A stirring and private account of an American C-47 ‘Dakota’ pilot who earned three Air Medals, seven Battle Stars, and flew twenty-seven combat missions during the Second World War. As a young US pilot, Harry Watson arrived in Britain as the Battle of Normandy was reaching its crescendo. Thrown immediately into the fray, Harry, along with more than 200 aircraft, set off to carry supplies to the troops fighting in France. But with visibility reduced to zero, the aircraft were ordered to turn back – all did except Harry, who successfully delivered his life-saving cargo of blood and US Army nurses.
Harry continued to take risks, which resulted in many hair-raising episodes. The episodes include almost being caught on the ground while on an urgent fuel resupply mission for a platoon of General Patton’s tanks by a German Mk. IV panzer and a battalion of supporting infantry.
He flew throughout Operation Market Garden, losing a close friend to German anti-aircraft fire while taking some hits to his plane. After that, he led a flight of five Dakotas on a desperate mission to evacuate a mobile field hospital that was about to be overrun by the SS. Only four of the five planes made it back as they came under direct fire just before they could take off with scores of casualties and medical personnel crammed aboard each plane.
Around midnight, in early April 1945, he was sent on a secret mission to fly to a point near Nuremberg, which was behind enemy lines at the time. He needed to locate an empty meadow in the dark, land, load a party of US soldiers and their captives, and take off again. He pulled it off. Among those prisoners was Franz von Papen, who had persuaded President Hindenburg to make Hitler Chancellor of Germany in 1933. Von Papen had been seized at his own home by First Lieutenant Thomas McKinley and his men from the US 194th Glider Infantry Regiment.
Based on his recollections, as described to the author Marcus A. Nannini, through a series of in-person interviews, this is Harry Watson’s exciting account of the air war told, unusually, through the words of a transport pilot.

━━━━━━━━━━━━━━━━━━━━━━━━━━━━━━

Directions:
Answer these from the text about Harry Watson:
1. What cargo did Harry deliver when the other aircraft turned back?
2. How many of the five Dakotas he led to evacuate the field hospital made it back?
3. Who seized Franz von Papen at his home?

Data shown:
━━━━━━━━━━━━━━━━━━━━━━━━━━━━━━

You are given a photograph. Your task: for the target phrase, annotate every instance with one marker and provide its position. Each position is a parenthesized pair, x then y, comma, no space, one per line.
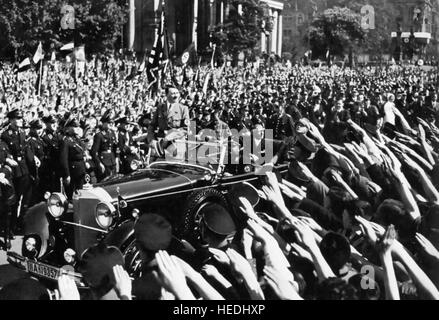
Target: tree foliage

━━━━━━━━━━━━━━━━━━━━━━━━━━━━━━

Response area:
1. Blood and US Army nurses.
2. Four.
3. First Lieutenant Thomas McKinley and his men from the US 194th Glider Infantry Regiment.